+++ TEKS BACAAN

Reporter: Noverius Laoli | Editor: Noverius Laoli
“Ini berdampak serius pada terjadinya konflik sosial di masyarakat, ketidakpercayaan, dan intimidasi terhadap rumah sakit dan tenaga kesehatan, abai protokol kesehatan, dan lainnya. Ancaman hoaks Covid-19 karena ini suatu hal lebih spesifik lagi. Kita menduga tingkat penerimaan hoaks vaksin akan dipengaruhi bagaimana mereka menerima hoaks tentang Covid-19,” kata Septiaji.
Rumor ini disebarkan oleh orang-orang yang kadang berprofesi sebagai dokter atau menjabat sebagai profesor.Kondisi ini terlihat di media sosial yang melahirkan kelompok-kelompok baru yang gemar menyebarkan hoaks Covid-19.
“Mereka yang sudah percaya hoaks Covid-19 sangat mungkin percaya hoaks vaksin Covid-19. Risikonya adalah mereka yang termakan hoaks vaksin Covid-19 bisa jadi enggan atau menolak program vaksinasi,” tutur dia.
Hoaks perihal vaksin Covid-19 itu misalnya hoaks adanya warga Korea Selatan yang meninggal dunia seusai vaksinasi atau vaksin Covid-19 menyebabkan kemandulan. Ada juga tudingan menyebutkan MUI melarang penggunaan vaksin yang didatangkan dari Tiongkok. Padahal, MUI tidak pernah menyampaikan pernyataan itu.
Baca Juga: Kemendag targetkan ekspor non migas mencapai US$ 180 miliar di 2021
Mafindo mengidentifikasi ada dua kelompok yang cenderung percaya hoaks vaksin Covid-19. Kelompok pertama, kelompok yang secara tradisional antivaksin karena alasan keyakinan atau antisains modern. Kelompok berikutnya yakni kelompok bukan antivaksin namun masuk ke dalam kelompok yang terpapar dan lebih percaya hoaks Covid-19. Kelompok terakhir inilah yang berpotensi menolak vaksin lantaran terlanjur termakan hoaks.

++++++

TUGAS LATIHAN -
1. Tolong tulis ulang seluruh bagian artikel tentang hoaks vaksin Covid-19 dari "Reporter: Noverius Laoli" hingga "menyebarkan hoaks Covid-19.", dengan menukar setiap "hoaks" menjadi "kabar bohong".
2. Teruskan artikel tentang hoaks vaksin Covid-19 itu mulai setelah kalimat terakhirnya.

+++ MATERI YANG DIAMBIL

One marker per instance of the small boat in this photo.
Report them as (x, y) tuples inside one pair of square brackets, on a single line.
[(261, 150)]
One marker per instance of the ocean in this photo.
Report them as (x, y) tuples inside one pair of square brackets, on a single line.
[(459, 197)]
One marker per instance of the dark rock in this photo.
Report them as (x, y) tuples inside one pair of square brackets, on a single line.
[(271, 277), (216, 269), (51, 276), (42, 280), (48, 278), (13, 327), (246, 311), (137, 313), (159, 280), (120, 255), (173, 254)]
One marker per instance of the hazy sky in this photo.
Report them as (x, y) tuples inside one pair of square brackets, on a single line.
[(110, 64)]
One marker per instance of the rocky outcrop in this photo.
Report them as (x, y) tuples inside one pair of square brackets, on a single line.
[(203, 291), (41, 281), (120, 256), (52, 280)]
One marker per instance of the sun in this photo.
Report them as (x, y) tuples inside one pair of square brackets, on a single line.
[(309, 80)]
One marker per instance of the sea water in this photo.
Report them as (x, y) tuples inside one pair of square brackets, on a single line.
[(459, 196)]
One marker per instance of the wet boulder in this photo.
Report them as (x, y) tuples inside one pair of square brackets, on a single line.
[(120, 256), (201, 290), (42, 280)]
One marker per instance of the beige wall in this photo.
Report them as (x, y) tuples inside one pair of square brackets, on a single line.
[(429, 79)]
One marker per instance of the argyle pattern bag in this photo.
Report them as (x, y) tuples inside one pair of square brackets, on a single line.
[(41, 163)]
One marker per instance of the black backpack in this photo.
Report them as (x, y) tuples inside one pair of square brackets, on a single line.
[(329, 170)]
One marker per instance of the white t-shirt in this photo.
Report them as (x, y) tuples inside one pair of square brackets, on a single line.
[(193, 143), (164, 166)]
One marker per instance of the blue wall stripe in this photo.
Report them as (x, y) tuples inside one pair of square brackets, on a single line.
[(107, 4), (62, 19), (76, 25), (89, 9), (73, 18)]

++++++

JAWABAN TUGAS -
1.
Reporter: Noverius Laoli | Editor: Noverius Laoli
“Ini berdampak serius pada terjadinya konflik sosial di masyarakat, ketidakpercayaan, dan intimidasi terhadap rumah sakit dan tenaga kesehatan, abai protokol kesehatan, dan lainnya. Ancaman kabar bohong Covid-19 karena ini suatu hal lebih spesifik lagi. Kita menduga tingkat penerimaan kabar bohong vaksin akan dipengaruhi bagaimana mereka menerima kabar bohong tentang Covid-19,” kata Septiaji.
Rumor ini disebarkan oleh orang-orang yang kadang berprofesi sebagai dokter atau menjabat sebagai profesor.Kondisi ini terlihat di media sosial yang melahirkan kelompok-kelompok baru yang gemar menyebarkan kabar bohong Covid-19.

2.
“Kami khawatir kelompok ini yang besar. Dan kelompok ini yang perlu kita perjuangkan bisa kita yakinkan bahwa isu-isu itu adalah hoaks dan percayalah pada pendapat pakar yang kemudian diadopsi pemerintah,” kata Septiaji.
Dalam setiap narasi hoaks, ada beberapa trigger words yang kerap disampaikan yakni tidak halal, berbahaya bagi kesehatan, rekayasa elite global, settingan tiongkok dan narasi politis. Poin-poin ini perlu disikapi secara serius oleh pemerintah.
“Kami punya pengalaman saat melawan hoaks covid beberapa trigger words ini muncul. Cuma kadang-kadang kami melihat responsnya belum cukup. Jadi masyarakat lebih percaya hoaks ketimbang klarifikasi yang diedarkan [pemerintah],” ujarnya.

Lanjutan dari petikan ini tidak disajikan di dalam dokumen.